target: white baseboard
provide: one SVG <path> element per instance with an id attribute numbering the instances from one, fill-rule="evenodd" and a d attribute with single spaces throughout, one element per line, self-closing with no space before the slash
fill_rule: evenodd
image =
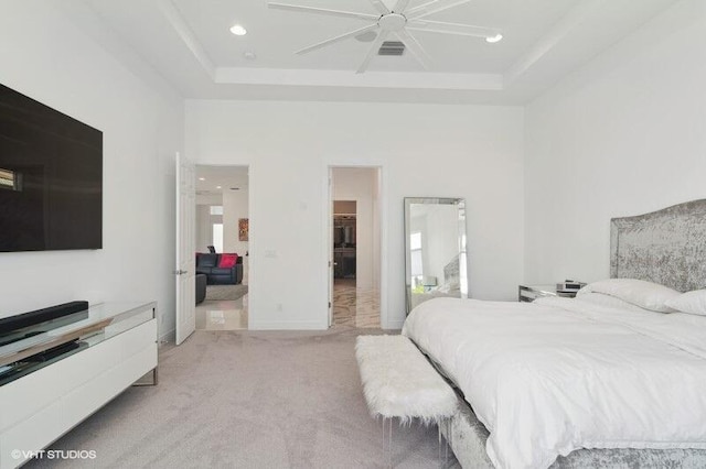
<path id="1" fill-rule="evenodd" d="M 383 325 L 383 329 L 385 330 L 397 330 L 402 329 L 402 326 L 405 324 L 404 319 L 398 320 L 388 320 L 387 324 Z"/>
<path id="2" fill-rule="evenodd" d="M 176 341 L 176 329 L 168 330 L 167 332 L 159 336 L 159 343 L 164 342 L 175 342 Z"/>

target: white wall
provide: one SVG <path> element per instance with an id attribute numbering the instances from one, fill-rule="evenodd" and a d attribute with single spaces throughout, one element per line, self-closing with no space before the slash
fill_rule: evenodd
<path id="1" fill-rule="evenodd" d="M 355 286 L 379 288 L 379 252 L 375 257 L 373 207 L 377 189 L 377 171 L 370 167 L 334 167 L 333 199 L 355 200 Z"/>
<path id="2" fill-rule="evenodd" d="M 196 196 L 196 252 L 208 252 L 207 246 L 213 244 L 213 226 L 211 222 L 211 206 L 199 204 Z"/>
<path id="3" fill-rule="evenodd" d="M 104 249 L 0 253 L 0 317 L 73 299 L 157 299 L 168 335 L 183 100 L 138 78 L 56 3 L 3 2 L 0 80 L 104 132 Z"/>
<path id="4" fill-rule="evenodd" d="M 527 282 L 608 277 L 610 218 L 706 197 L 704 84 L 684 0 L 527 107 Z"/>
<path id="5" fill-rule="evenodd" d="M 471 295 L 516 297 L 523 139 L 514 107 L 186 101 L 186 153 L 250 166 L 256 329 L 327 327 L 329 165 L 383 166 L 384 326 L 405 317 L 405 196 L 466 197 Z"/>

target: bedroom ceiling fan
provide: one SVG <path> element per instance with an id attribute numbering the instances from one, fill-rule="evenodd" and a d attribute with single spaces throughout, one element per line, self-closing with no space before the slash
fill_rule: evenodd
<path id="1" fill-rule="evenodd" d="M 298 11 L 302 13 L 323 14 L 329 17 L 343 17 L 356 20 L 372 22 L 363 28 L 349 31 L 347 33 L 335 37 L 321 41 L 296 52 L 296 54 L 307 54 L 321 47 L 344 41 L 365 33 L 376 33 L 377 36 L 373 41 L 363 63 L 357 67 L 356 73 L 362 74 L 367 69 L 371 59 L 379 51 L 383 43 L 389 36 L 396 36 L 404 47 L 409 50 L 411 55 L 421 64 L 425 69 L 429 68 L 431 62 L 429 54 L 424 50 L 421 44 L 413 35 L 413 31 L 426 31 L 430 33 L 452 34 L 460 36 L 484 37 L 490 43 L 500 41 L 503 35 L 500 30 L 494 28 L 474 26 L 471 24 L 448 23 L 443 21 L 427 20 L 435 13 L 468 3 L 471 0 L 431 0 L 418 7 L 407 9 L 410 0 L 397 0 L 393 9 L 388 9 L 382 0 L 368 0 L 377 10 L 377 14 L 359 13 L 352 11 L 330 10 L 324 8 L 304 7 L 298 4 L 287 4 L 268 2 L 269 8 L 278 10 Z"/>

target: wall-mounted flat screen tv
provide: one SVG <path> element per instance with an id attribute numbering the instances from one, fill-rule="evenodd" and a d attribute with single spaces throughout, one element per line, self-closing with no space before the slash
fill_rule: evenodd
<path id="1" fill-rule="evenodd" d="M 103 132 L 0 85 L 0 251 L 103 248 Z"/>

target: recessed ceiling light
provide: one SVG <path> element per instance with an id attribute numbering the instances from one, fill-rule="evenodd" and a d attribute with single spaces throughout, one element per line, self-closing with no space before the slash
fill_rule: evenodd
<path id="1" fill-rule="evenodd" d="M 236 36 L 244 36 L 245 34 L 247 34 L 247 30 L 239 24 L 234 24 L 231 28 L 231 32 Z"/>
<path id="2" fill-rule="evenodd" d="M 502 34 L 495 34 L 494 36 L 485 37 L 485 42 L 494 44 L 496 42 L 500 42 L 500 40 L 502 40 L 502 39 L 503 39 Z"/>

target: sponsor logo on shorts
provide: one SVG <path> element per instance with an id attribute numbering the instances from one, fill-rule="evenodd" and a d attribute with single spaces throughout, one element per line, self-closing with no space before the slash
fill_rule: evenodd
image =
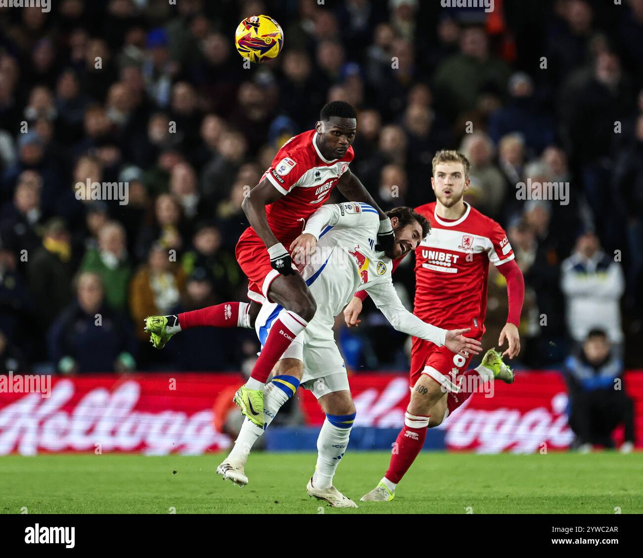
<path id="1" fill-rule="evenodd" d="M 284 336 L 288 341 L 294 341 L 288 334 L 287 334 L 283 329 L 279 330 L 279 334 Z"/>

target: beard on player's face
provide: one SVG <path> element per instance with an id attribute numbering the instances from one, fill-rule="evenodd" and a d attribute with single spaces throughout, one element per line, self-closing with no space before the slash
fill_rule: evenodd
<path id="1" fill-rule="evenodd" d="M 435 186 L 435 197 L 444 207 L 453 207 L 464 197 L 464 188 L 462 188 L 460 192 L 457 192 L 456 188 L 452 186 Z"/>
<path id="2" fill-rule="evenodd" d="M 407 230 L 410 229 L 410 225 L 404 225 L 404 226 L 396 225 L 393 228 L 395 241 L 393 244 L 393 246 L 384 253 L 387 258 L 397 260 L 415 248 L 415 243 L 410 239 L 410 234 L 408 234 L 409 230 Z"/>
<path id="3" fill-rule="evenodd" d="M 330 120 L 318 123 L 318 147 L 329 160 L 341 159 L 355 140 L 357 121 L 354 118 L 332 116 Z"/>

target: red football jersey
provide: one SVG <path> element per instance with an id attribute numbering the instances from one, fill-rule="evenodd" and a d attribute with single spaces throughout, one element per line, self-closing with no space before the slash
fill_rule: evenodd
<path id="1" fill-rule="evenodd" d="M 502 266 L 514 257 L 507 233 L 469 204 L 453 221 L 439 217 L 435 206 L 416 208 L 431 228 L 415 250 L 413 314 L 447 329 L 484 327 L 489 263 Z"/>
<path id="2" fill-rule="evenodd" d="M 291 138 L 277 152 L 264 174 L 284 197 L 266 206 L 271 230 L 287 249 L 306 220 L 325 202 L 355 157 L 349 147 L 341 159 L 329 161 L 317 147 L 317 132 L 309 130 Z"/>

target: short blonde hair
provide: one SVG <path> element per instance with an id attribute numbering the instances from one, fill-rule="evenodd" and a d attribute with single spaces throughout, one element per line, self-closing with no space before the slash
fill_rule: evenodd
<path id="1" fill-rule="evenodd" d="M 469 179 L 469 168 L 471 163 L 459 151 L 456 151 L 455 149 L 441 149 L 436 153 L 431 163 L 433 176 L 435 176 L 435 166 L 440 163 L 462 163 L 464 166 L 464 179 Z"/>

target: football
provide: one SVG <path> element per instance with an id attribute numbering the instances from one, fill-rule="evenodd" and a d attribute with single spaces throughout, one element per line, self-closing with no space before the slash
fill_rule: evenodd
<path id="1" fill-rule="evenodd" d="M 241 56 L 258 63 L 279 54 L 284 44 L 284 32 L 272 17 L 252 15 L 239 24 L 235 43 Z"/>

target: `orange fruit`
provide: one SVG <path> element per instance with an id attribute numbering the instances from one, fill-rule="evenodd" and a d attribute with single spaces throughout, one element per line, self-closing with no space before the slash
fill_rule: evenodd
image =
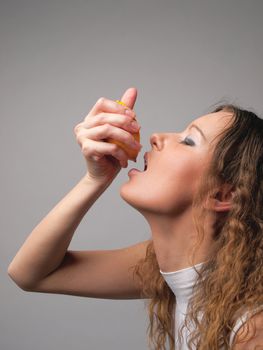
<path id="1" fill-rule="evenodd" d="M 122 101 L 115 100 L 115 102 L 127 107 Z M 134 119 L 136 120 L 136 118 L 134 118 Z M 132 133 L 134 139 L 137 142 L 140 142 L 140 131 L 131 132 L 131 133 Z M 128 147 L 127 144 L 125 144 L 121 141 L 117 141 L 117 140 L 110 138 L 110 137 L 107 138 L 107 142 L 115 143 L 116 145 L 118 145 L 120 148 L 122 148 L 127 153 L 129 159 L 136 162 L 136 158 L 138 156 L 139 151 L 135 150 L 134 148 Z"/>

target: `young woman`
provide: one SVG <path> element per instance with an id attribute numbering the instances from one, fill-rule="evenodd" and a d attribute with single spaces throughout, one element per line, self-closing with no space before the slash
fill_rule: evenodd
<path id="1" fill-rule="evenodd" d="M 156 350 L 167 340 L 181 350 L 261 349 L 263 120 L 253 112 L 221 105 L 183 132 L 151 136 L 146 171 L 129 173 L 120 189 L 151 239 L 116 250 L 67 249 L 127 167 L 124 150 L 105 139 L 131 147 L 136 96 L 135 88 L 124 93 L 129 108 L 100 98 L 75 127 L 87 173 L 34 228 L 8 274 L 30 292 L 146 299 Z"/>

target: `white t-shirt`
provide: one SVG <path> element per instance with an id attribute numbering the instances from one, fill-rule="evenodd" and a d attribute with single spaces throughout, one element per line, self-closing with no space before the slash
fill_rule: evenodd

Exercise requirements:
Update the stretch of records from the line containing "target: sponsor logo on shorts" through the line containing "330 120 L 318" by swapping "beard" for "stubble" and leaving everything else as is. Give back only those lines, without the pictures.

Task result:
target: sponsor logo on shorts
provide: one SVG <path> element per instance with an id attribute numbering the instances from one, fill-rule="evenodd" and a d attribute with single spaces throughout, one element per line, self-closing with no space before the slash
fill_rule: evenodd
image =
<path id="1" fill-rule="evenodd" d="M 284 336 L 288 341 L 294 341 L 288 334 L 287 334 L 283 329 L 279 330 L 279 334 Z"/>

target: stubble on player's face
provide: one SVG <path> element per instance with an id attribute numbering the instances from one, fill-rule="evenodd" and a d attribute with single spaces throughout, one element per line, self-closing with no space before the slash
fill_rule: evenodd
<path id="1" fill-rule="evenodd" d="M 435 186 L 435 197 L 444 207 L 453 207 L 464 197 L 464 188 L 462 188 L 460 192 L 457 192 L 456 188 L 452 186 Z"/>
<path id="2" fill-rule="evenodd" d="M 407 230 L 410 229 L 410 225 L 404 225 L 404 226 L 396 225 L 393 228 L 395 241 L 393 244 L 393 246 L 384 253 L 387 258 L 397 260 L 415 248 L 415 243 L 410 239 L 410 234 L 408 234 L 409 230 Z"/>
<path id="3" fill-rule="evenodd" d="M 330 120 L 318 123 L 318 147 L 329 160 L 341 159 L 355 140 L 357 121 L 354 118 L 332 116 Z"/>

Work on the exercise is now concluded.